• _EXTRACTO DEL DOCUMENTO_:
La caperuza, es decir, el borde de la cabeza, ancha y plana, está dentada con seis salientes angulares alineados en semicírculo. Este es el instrumento que sirve para excavar y despedazar; el rastrillo, que levanta y rehusa las fibras vegetales no nutritivas, tiene por objeto raer y juntar. De este modo se hace una selección, pues para estos finos conocedores estas últimas operaciones valen más que las otras; ligera selección cuando el escarabajo se ocupa en sus propias vituallas, pero de un escrupuloso rigor cuando hay que confeccionar la bolita materna.

Para sus propias necesidades, el escarabajo es poco exigente; se contenta con una selección poco detenida. La caperuza dentada revienta las boñigas, escarba, elimina y reúne casi al azar. Las patas anteriores concurren poderosamente a la tarea. Son aplastadas, encorvadas en arco de círculo, provistas de fuertes nervios y armadas al exterior de cinco dientes robustos. Si el escarabajo pelotero necesita hacer acto de fuerza, derribar un obstáculo o abrirse camino en lo más espeso de un montón, pone en juego los codos, es decir, despliega a derecha e izquierda sus patas dentadas, y con un golpe vigoroso de rastrillo desmonta un semicírculo. Hecho sitio, las mismas patas ejecutan otro género de trabajo; recogen a brazadas la materia rastrillada por la caperuza y la conducen bajo el vientre del insecto, entre las cuatro patas posteriores, que están formadas para el oficio de tornero. Estas patas, sobre todo las del último par, son largas y delgadas, ligeramente encorvadas en arco y terminadas en una garra muy aguda. Basta verlas para reconocer en ellas un compás esférico que con sus ramas curvas enlaza un cuerpo globuloso a fin de calibrar y corregir su forma. En efecto, el oficio de estas patas es modelar la bola.

Una brazada tras otra, y la materia se va amontonando bajo el vientre, entre las cuatro patas, que, mediante una sencilla presión, le comunican su propia curvatura y le dan una primera forma. Después, y a ratos, desbastada la píldora, se pone en movimiento entre las cuatro ramas del doble compás esférico; gira bajo el vientre del escarabajo pelotero y se perfecciona mediante esta rotación. Si la capa superficial carece de plasticidad y amenaza desconcharse, si algún punto demasiado fibroso no obedece a la acción del giro, las patas anteriores retocan los sitios defectuosos; dando golpecitos con sus anchas palas en la píldora, la nueva capa va tomando cuerpo y empasta en la masa las fibras recalcitrantes.

• _LO QUE SE PIDE_:
Por favor, reproduce sin cambios el pasaje del texto sobre el escarabajo pelotero que arranca en "La caperuza, es" y acaba después de "la bolita materna.".

• _DATOS REGISTRADOS_:
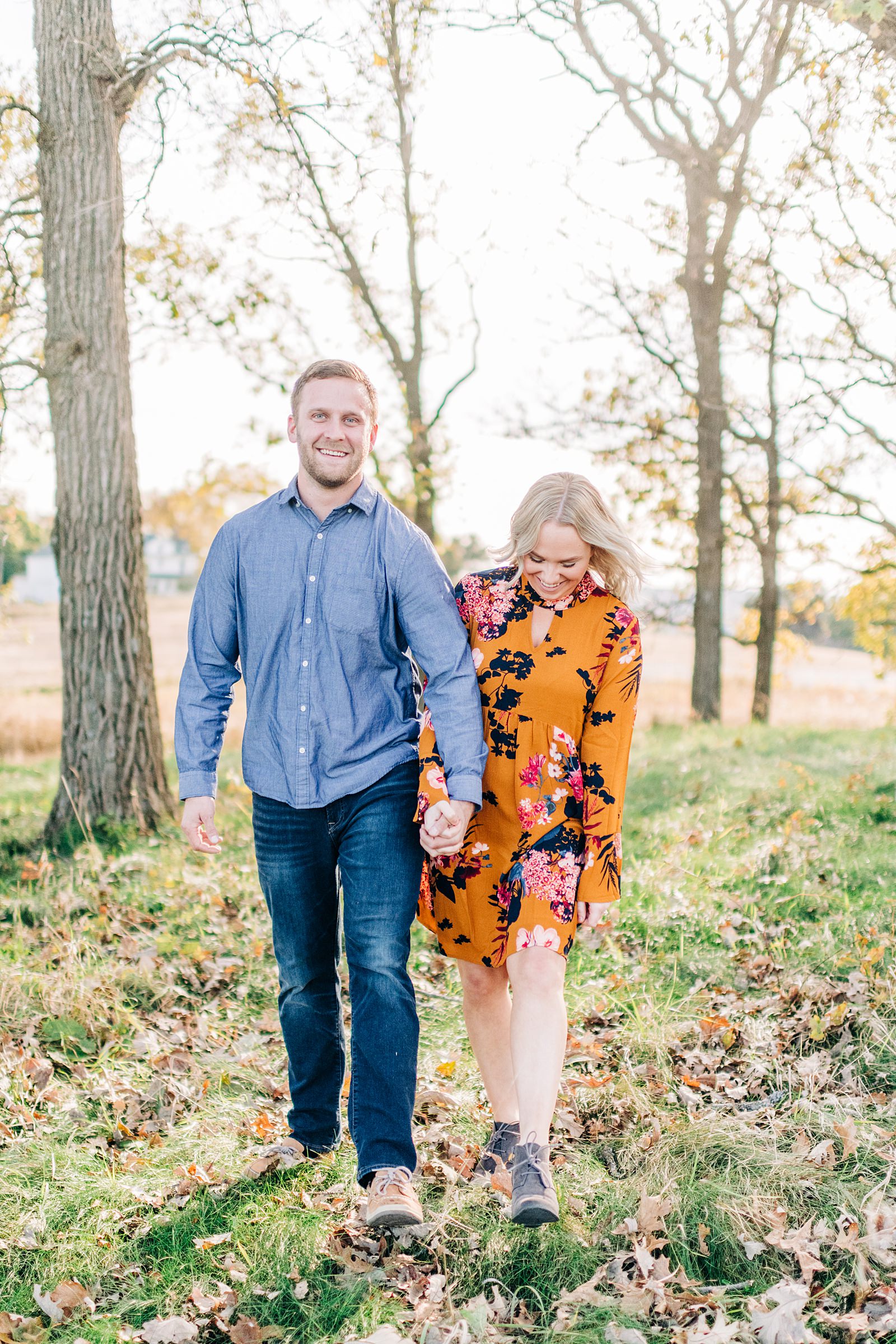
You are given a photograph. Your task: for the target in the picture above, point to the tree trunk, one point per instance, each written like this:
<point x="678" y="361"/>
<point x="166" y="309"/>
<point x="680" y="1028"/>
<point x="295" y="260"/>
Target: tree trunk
<point x="419" y="452"/>
<point x="769" y="558"/>
<point x="112" y="757"/>
<point x="704" y="304"/>
<point x="766" y="636"/>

• _TAREA TERMINADA_:
La caperuza, es decir, el borde de la cabeza, ancha y plana, está dentada con seis salientes angulares alineados en semicírculo. Este es el instrumento que sirve para excavar y despedazar; el rastrillo, que levanta y rehusa las fibras vegetales no nutritivas, tiene por objeto raer y juntar. De este modo se hace una selección, pues para estos finos conocedores estas últimas operaciones valen más que las otras; ligera selección cuando el escarabajo se ocupa en sus propias vituallas, pero de un escrupuloso rigor cuando hay que confeccionar la bolita materna.